**DIRECTIONS FOR THIS TASK:** One figure is the whole answer: the number of lines below that contain the word "query".

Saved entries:
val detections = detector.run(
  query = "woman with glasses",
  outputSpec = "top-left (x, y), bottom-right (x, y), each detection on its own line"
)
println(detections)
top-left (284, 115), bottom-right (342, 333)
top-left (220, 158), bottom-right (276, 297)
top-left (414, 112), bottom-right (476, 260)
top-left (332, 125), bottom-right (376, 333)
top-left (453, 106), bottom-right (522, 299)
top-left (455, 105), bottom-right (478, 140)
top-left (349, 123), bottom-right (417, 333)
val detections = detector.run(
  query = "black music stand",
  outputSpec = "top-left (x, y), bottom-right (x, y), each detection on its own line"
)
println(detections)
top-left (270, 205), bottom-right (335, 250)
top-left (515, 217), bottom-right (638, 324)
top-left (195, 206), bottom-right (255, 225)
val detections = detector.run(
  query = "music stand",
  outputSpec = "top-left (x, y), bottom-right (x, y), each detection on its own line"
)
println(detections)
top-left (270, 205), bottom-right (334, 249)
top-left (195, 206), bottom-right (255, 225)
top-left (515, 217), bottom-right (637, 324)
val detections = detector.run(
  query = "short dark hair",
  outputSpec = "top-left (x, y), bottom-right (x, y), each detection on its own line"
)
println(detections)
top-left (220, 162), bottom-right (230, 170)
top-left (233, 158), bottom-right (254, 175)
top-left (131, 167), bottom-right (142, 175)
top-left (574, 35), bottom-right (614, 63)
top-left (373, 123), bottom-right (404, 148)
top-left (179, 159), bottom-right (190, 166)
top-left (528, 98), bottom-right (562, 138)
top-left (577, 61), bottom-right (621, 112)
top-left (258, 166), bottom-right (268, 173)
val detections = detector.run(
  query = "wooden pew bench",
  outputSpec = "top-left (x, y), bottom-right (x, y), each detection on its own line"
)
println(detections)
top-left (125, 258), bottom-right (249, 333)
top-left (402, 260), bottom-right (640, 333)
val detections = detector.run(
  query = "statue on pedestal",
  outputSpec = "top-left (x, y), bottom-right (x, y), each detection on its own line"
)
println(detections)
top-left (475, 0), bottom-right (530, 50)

**EXERCISE SOLUTION:** 6